◆ Consigne écrite 1:
Dans l'article sur l'Afterwork de Lausanne, résumez sous forme de liste le paragraphe qui commence par « Les espaces publics partagés doivent occuper », sans perdre ses faits principaux.
◆ Consigne écrite 2:
Reprenez l'article sur l'Afterwork de Lausanne et écrivez la suite à partir de sa dernière phrase.

====== Extrait cité ======

Espaces communs, dynamiques du vivre-ensemble – retour sur l’Arc Afterwork de Lausanne
Une coursive, une terrasse, un patio ou une rue… Ces gestes architecturaux, en apparence anodins, peuvent révéler tout le potentiel d’un bâtiment, notamment lorsqu’il s’agit d’offrir un cadre de vie digne à des populations socialement défavorisées. Le 27 août 2025, lors de l’Afterwork organisé par Swiss Arc au Musée Olympique de Lausanne, cette question – celle de la valeur et du rôle de l’aménagement des espaces publics partagés – était au centre des discussions.

Théo Bellmann, Vincent Mas Dubrec, Arnaud Michelet, Nicolas de Courten, Katrien Vertenten, Zoé Géhin, Rafael Eloi, Guillaume Schobinger et Lya Blanc lors de la discussion avec le public (de gauche à droite) | Photo: Pedro Gutierrez Fernández
Les espaces publics partagés doivent occuper une place plus importante dans la réflexion des architectes, en particulier lorsque les projets abordent la question du vivre-ensemble au sein de réalisations immobilières d’envergure. Cette thématique était au cœur d’une rencontre organisée à Lausanne, réunissant une centaine de professionnels de l’architecture et de la construction autour de neuf projets emblématiques. Le format de la soirée, à la fois compact et varié, a donné lieu à des présentations dynamiques animées par Lya Blanc (Tribu architecture), Zoé Géhin (apaar), Arnaud Michelet (En-Dehors), Katrien Vertenten (Nomos Architectes), Théo Bellmann (Labac), Vincent Mas Dubrec (dl-a), Rafael Eloi (meier + associés), Guillaume Schobinger (Itten + Brechbühl) et Nicolas de Courten (Nicolas de Courten Architectes).

====== Données fournies ======

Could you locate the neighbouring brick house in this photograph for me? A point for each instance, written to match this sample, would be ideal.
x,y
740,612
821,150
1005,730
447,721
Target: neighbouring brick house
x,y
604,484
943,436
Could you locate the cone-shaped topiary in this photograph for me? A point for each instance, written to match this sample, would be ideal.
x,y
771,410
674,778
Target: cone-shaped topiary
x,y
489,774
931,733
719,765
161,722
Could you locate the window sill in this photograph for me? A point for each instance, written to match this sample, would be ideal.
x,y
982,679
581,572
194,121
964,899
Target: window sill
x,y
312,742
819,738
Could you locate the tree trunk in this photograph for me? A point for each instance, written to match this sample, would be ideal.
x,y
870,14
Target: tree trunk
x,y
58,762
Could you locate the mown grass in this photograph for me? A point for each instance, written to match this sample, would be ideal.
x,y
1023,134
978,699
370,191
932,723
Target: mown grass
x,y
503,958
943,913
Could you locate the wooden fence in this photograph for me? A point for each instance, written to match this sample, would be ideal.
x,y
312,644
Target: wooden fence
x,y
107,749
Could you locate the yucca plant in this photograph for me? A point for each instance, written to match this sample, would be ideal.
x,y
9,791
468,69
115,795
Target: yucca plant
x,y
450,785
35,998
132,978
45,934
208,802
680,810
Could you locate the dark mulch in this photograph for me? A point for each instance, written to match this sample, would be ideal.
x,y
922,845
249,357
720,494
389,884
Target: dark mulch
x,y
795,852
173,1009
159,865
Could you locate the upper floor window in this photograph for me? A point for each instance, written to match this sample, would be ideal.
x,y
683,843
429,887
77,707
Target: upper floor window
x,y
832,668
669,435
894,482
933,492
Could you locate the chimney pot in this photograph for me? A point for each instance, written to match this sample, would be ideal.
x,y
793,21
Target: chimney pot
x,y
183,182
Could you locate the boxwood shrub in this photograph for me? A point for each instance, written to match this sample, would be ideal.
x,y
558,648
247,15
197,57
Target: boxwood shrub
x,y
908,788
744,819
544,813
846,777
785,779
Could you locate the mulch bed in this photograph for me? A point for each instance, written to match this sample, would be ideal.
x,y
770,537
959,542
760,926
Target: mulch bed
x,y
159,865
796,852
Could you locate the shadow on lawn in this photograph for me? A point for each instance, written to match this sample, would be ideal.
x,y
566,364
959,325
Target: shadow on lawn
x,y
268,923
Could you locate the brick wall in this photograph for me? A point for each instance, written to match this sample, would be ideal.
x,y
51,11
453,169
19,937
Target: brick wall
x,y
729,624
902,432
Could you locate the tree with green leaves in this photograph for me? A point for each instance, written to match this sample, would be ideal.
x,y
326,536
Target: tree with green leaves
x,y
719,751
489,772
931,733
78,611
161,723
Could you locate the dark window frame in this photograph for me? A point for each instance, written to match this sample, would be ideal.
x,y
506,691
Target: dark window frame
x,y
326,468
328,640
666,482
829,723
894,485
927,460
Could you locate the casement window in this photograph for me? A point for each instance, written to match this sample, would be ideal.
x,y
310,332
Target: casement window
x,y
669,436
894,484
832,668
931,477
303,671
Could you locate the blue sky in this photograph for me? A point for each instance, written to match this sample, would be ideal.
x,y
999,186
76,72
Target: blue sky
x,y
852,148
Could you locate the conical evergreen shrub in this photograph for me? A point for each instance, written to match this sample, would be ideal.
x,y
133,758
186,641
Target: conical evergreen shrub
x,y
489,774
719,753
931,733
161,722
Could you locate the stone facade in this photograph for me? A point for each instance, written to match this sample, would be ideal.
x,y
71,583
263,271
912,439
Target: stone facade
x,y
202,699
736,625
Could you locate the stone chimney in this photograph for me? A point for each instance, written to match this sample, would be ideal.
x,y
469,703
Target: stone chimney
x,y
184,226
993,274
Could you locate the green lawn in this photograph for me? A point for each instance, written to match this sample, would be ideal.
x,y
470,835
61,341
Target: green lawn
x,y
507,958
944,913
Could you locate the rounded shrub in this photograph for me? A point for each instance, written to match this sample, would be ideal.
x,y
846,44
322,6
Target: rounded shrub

======

◆ Réponse 1:
- Les architectes devraient accorder plus de place aux espaces publics partagés, surtout dans les grands projets immobiliers qui touchent au vivre-ensemble.
- Ce thème était au centre d'une rencontre à Lausanne, avec une centaine de professionnels de l'architecture et de la construction, autour de neuf projets emblématiques.
- La soirée, courte et variée, a proposé des présentations dynamiques par Lya Blanc (Tribu architecture), Zoé Géhin (apaar), Arnaud Michelet (En-Dehors), Katrien Vertenten (Nomos Architectes), Théo Bellmann (Labac), Vincent Mas Dubrec (dl-a), Rafael Eloi (meier + associés), Guillaume Schobinger (Itten + Brechbühl) et Nicolas de Courten (Nicolas de Courten Architectes).

◆ Réponse 2:
La concertation est une vertu
«Les architectes ont-ils tendance à trop dessiner?» a entendu le public présent en guise de provocation. «Le maître d’ouvrage est-il assez flexible?» «Le projet initial peut-il laisser une marge de fantaisie?» Toutes ces questions évoquent la nécessité d’une concertation entre les différents acteurs d’un projet immobilier à forte vocation sociale. Tous les architectes invités sur la scène ont souligné la valeur d’un dialogue permanent avec le maître d’ouvrage. Des relations essentielles, surtout lorsqu’une collectivité publique est impliquée.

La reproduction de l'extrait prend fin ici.